Required work: Of the entries below, restate word for word only the section that runs from the line with "the blurred background" to the line with "of the whole", counting both ends.

Exercise input:
........

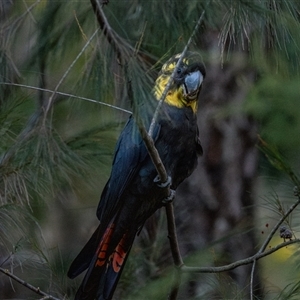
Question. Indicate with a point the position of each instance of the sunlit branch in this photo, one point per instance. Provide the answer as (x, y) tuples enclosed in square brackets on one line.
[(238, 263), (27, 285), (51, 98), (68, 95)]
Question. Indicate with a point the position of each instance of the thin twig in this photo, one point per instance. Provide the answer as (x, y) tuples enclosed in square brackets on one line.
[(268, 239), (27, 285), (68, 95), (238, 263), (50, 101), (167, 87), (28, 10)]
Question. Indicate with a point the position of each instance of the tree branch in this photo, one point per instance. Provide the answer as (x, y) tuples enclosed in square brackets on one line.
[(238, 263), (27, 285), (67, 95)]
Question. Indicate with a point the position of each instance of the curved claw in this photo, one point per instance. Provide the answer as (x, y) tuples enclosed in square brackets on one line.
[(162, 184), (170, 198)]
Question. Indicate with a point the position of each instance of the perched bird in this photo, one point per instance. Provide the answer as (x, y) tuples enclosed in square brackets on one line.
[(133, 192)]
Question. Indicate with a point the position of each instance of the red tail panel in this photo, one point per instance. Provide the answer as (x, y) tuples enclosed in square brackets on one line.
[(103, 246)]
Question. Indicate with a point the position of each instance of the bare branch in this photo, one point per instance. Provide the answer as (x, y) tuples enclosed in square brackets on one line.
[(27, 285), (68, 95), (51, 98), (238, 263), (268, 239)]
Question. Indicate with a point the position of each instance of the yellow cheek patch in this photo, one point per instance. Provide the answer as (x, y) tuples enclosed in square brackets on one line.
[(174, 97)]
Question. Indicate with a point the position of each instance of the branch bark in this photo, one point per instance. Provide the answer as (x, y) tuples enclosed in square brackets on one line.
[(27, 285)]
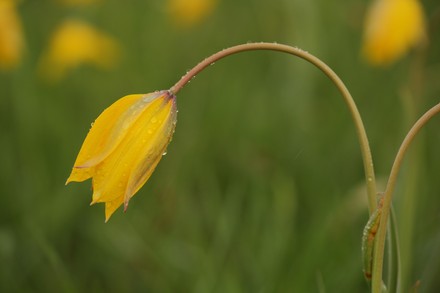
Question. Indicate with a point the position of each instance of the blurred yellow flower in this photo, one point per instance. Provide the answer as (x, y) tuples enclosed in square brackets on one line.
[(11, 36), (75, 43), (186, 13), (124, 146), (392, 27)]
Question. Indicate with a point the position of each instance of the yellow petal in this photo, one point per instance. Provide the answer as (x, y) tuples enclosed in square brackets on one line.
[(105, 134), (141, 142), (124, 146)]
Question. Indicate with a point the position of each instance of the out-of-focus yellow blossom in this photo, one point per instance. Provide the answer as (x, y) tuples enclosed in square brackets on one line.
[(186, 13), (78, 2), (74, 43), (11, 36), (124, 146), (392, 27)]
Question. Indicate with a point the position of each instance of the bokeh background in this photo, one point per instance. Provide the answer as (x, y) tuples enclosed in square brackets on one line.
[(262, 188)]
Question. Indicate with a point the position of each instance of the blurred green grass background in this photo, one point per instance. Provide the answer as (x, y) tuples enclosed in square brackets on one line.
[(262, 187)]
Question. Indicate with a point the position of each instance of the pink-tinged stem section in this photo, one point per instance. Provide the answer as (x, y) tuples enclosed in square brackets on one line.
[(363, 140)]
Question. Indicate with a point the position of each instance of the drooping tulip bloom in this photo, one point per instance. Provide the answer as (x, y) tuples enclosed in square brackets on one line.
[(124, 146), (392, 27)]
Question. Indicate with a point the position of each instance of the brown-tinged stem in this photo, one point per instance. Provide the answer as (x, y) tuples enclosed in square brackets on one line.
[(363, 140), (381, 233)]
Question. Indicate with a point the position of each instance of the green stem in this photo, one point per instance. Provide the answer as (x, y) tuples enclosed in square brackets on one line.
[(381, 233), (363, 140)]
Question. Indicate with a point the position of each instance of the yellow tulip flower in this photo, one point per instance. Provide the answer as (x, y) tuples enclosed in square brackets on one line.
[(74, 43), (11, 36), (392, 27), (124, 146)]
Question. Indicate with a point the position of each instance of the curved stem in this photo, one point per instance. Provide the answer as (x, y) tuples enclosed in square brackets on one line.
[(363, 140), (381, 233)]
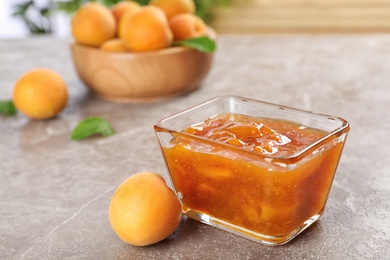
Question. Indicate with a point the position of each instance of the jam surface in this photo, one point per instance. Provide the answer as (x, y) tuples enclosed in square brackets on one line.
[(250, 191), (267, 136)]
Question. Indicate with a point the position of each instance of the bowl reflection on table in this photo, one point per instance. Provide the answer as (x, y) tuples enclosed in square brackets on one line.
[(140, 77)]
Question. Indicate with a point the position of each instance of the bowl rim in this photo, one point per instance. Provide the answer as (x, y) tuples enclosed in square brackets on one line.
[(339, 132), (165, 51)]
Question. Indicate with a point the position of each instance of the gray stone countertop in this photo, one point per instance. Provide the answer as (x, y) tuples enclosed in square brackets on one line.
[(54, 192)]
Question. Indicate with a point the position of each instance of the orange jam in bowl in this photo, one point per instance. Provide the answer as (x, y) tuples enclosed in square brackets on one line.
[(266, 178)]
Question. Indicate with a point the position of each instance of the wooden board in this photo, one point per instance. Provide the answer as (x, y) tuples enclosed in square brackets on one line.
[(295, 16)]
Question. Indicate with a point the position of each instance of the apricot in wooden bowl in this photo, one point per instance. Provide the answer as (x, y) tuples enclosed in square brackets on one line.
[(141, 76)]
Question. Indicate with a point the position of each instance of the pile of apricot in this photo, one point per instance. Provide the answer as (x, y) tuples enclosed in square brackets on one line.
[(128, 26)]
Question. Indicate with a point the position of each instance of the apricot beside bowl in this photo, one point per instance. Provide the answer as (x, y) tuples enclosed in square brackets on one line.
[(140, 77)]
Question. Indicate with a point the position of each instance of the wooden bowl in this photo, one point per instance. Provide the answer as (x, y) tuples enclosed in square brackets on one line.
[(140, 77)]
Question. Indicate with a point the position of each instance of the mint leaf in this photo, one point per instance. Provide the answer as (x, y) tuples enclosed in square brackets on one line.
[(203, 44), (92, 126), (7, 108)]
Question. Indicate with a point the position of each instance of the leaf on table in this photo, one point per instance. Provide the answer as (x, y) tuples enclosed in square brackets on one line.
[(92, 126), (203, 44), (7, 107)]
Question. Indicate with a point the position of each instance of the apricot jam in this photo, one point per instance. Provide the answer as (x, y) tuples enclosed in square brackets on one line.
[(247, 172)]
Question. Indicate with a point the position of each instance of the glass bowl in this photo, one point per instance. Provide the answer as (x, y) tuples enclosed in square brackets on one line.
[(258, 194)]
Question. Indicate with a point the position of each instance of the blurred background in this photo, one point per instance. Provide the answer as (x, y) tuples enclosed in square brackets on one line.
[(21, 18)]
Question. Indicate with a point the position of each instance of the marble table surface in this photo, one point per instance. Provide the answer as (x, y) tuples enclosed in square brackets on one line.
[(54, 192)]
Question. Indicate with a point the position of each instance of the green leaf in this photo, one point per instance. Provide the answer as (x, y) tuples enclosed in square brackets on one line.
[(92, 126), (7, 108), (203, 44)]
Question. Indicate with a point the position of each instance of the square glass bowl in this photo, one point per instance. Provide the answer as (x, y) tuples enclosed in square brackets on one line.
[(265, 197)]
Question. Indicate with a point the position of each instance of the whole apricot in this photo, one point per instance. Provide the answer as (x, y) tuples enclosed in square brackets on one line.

........

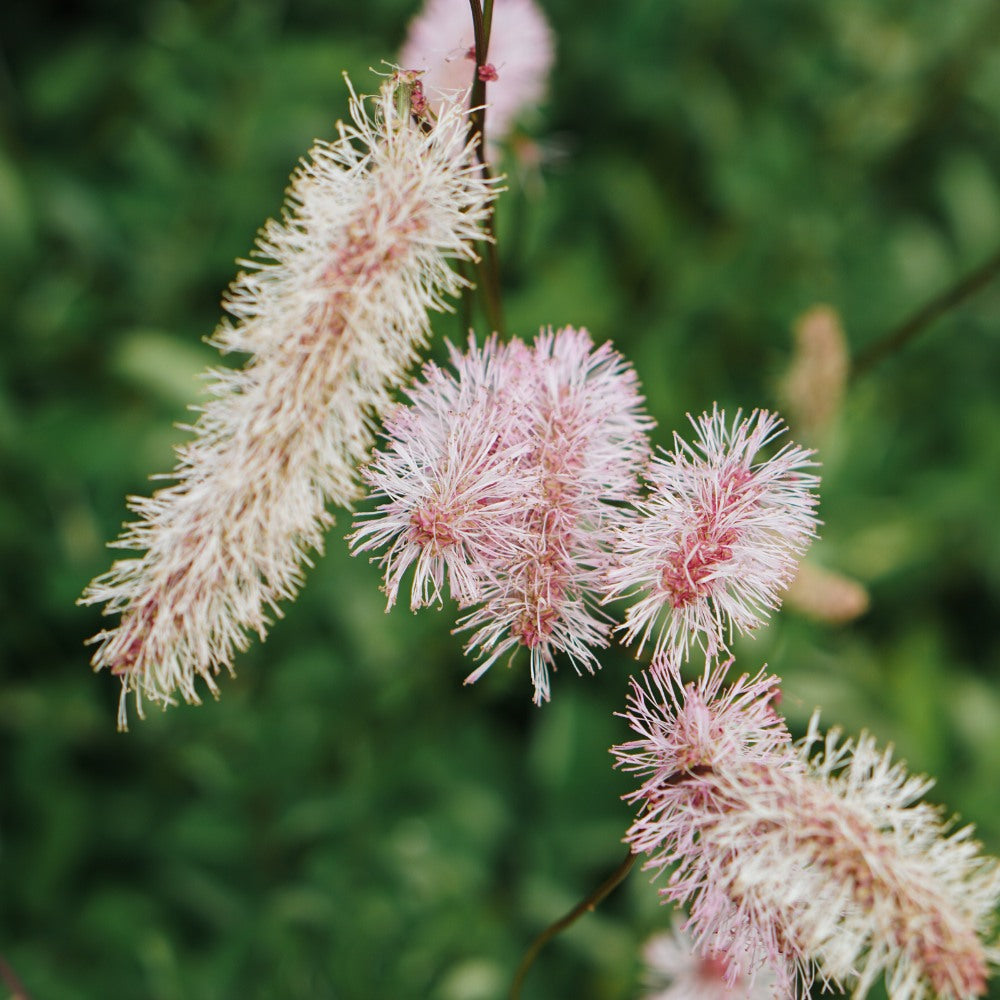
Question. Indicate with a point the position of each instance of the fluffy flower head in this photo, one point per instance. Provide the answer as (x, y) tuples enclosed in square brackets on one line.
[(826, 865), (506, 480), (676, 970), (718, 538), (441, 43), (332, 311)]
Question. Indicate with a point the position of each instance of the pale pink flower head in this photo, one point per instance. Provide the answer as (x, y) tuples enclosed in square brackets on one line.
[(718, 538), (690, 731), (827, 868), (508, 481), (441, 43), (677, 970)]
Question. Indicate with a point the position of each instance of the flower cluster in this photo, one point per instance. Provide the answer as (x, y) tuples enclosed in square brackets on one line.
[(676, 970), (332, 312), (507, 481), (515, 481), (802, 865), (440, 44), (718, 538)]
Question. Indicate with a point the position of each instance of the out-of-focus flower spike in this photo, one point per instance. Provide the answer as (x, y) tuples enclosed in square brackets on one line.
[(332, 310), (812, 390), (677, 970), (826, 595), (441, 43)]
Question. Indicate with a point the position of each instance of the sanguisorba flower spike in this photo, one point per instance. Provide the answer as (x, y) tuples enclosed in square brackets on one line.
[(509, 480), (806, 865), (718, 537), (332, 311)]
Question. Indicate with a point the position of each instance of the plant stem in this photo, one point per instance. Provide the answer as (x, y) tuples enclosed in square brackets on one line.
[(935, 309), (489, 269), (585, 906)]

........

Answer to the exercise:
Question. Indicate with a point the position of each instance of the blurred background in this photo, one point per instance. Provide the answer as (x, y) tuples enclosed in square brackets on one line.
[(21, 18)]
Question. Indicate with a point the position of each instance of the marble table surface in this photo, one point per instance. Provide the answer as (x, y) tuples enclosed in square brackets on one line.
[(54, 192)]
Question. Indicate with a point the position of each instance of the green leaf in this photo, one point per instance. Provide the answer as (x, y) tuples enclosed in square brackets on one line.
[(92, 126), (7, 108), (203, 44)]
Question. Indicate with a point the position of each instance of the square glass bowl in this photo, one point per instance. Provide the answer as (x, y) tuples enclosed in square brackets on one line.
[(265, 197)]
Question. Indicate with a point the position of each instance of the whole apricot in this photo, one point per instance. Provide the answer as (x, y) tuples enclosed in square brackets on one line.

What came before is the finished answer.